Start of Document extract

Sen. Claire McCaskill of Missouri told reporters gathered outside the briefing room that Rosenstein had "acknowledged that he learned Comey would be removed prior to him writing his memo," despite the White House initially insisting that Trump fired Comey on Rosenstein's recommendation.

Trump fired Comey on May 9.

Democratic Sen. Dick Durbin told reporters that he did not think Rosenstein was pressured to write the memo, but he said Rosenstein told the senators that he knew the day before Comey was fired that Trump intended to dismiss him.

That conflicts with White House press secretary Sean Spicer's explanation in the immediate aftermath of Comey's firing that it "was all" Rosenstein's idea.

End of Document extract

**Work instructions:**
1 - In the news excerpt about Rosenstein and Comey's firing, why does what Rosenstein told the senators conflict with Sean Spicer's explanation? Answer in one to three sentences.
2 - Take the news excerpt about Rosenstein and Comey's firing further, starting after its last sentence.
The data that comes next has nothing to do with the news excerpt.

Start of Record extracts

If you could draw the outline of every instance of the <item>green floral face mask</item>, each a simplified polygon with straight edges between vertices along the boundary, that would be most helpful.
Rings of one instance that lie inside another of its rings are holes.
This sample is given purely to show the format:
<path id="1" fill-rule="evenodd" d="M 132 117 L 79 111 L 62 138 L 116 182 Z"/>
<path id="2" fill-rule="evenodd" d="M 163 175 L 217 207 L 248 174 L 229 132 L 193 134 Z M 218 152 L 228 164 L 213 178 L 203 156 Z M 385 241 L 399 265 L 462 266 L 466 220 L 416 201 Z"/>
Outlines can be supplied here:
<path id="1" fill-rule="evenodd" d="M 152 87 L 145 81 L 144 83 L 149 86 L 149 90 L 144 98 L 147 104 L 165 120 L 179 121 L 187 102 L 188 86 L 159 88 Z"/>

End of Record extracts
Start of Record extracts

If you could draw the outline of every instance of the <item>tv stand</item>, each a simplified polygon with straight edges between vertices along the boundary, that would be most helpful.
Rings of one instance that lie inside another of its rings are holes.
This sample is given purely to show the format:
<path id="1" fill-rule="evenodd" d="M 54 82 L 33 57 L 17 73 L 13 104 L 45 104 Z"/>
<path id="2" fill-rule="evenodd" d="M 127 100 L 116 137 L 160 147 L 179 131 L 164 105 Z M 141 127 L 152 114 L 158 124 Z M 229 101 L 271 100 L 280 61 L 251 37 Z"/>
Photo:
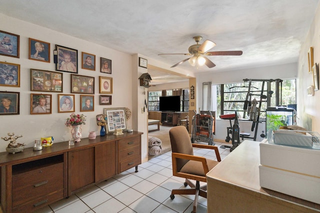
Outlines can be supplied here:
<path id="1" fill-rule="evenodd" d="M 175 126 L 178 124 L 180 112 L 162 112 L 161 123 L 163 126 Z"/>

End of Record extracts

**Answers provided:**
1 - Rosenstein told the senators he knew the day before Comey was fired that Trump intended to dismiss him. He also acknowledged learning Comey would be removed before he wrote his memo. Spicer had said right after the firing that it "was all" Rosenstein's idea.

2 -
"This was a DOJ decision," Spicer told reporters on May 9, referring to the Department of Justice. White House deputy press secretary Sarah Huckabee Sanders told reporters the next day that the letters Trump received on Tuesday outlining "the basic atrocities" Comey committed "in circumventing the chain of command of the Department of Justice" persuaded him to fire the director.

On May 10, Vice President Mike Pence also said Trump had based his decision on Rosenstein's recommendation.

That explanation quickly unraveled, however, as reports surfaced that Trump decided he would fire Comey nearly a week before Rosenstein wrote the memo.